Source passage:

-*-*-

In brief, to minimize trip times without excessive construction, it is best to use the highest superelevation and cant deficiency that HSR technology supports today. The maximum superelevation is 200 mm, on the Tokaido Shinkansen (link, PDF-p. 41); there were plans to raise superelevation to 200 mm on the Tohoku Shinkansen, to permit a maximum speed of 360 km/h, but they were shelved as that speed created problems unrelated to superelevation, including noise, pantograph wear, and long braking distances. The maximum cant deficiency on existing trainsets capable of more than 300 km/h is about 180 mm, including the E5/E6 Shinkansen and the Talgo 350 and Talgo AVRIL. Tilting trains capable of nearly 300 mm cant deficiency exist, but are limited to 250 km/h so far. With 200 mm superelevation and 175 mm cant deficiency, speed in meters per second equals square root of (2.5 * curve radius in meters); the minimum curve radius for 200 km/h is then 1,235 meters.
An S-curve requires some distance to reverse the curve, to avoid shocking the train and the passengers with a large jerk, in which they suddenly change from being flung to the right to being flung to the left. If you have ridden a subway, sitting while the train was decelerating, you must have noticed that as the train decelerated, you felt some force pushing you forward, but once the train came to a complete stop, you’d be pulled backward. This is the jerk: your muscles adjusted to being pushed forward and resisting by pulling backward, and once the train stopped, they’d pull you back while adjusting back to the lack of motion. This is why S-curves built a long time ago, before this was well-understood, impose low speed limits.

-*-*-

Segmentation labeling records:
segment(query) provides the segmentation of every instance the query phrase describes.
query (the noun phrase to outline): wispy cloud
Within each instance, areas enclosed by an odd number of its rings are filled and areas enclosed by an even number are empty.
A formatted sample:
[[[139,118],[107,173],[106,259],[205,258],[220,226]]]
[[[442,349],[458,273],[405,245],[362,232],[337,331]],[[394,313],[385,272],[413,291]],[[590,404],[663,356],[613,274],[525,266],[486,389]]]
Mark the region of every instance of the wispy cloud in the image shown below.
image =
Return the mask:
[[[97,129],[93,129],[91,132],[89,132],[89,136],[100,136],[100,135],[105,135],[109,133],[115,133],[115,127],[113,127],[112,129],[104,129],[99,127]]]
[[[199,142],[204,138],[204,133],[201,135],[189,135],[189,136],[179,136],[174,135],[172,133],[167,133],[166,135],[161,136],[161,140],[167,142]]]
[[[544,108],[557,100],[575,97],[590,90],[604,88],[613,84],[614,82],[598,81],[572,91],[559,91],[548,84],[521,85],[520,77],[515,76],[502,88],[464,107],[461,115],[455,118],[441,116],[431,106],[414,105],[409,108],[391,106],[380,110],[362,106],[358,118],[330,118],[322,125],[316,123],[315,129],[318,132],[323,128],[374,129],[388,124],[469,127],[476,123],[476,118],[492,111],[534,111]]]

-*-*-

Tasks:
(a) From the passage on railway curves, copy out the span that begins at the words "An S-curve requires" and stops after the words "low speed limits.".
(b) According to the passage on railway curves, which line has the maximum superelevation of 200 mm?
(c) Carry the passage on railway curves forward, starting after its final sentence about old S-curves and low speed limits.

The replies:
(a)
An S-curve requires some distance to reverse the curve, to avoid shocking the train and the passengers with a large jerk, in which they suddenly change from being flung to the right to being flung to the left. If you have ridden a subway, sitting while the train was decelerating, you must have noticed that as the train decelerated, you felt some force pushing you forward, but once the train came to a complete stop, you’d be pulled backward. This is the jerk: your muscles adjusted to being pushed forward and resisting by pulling backward, and once the train stopped, they’d pull you back while adjusting back to the lack of motion. This is why S-curves built a long time ago, before this was well-understood, impose low speed limits.

(b) The Tokaido Shinkansen.

(c)
With today’s computer-assisted design and engineering, it’s possible to design perfect S-curves with constant, low jerk. The limits are described in the above link on PDF-pp. 30 and 38. With the above-described specs, both sets of standards described in the link require 160 meters of ramp. For a single transition from tangent track to a fully superelevated curve, this can be modeled very accurately as 80 meters of straight track plus the circular curve (half the transition spiral is within the curve); the displacement from an actual spiral curve is small. For an S-curve, this requires double the usual transition, so 160 meters of tangent track between the two circles; bear in mind that this distance grows linearly with speed, so on full-speed 360 km/h track, nearly 300 meters are required.
Here is a drawing of two circles and a tangent track between them. The curve of course consists only of a short arc of each circle. The straight segment is a little less than 700 meters, which permits a gentle spiral. The curves have radius 1,250 meters. Takings include a charter school, a wholesale retailer, an auto shop, and what appears to be industrial parking lots, but as far as I can tell no residences (and if I’m wrong, then very few residences, all very close to industrial sites). The charter school, First Philadelphia Preparatory, is expanding, from 900 students in 2012-3 to an expected 1,800 in 2018-9. School construction costs in Pennsylvania are high, and $100 million is expected for a school of that size; see also table 5 on PDF-p. 7 here for national figures. The remaining takings are likely to cost a fraction of this one. Even with the high cost of takings, it is better to realign about 2 kilometers of track above-ground, at perhaps $150 million, than to build 4 km of tunnel, at $1.5 billion; both figures are based on cost items within the NEC Future documents. This represents a saving of about 83% over Alternative 2, which is projected to cost $116-121 billion excluding rolling stock (PDF-p. 42 of chapter 9 of the EIS).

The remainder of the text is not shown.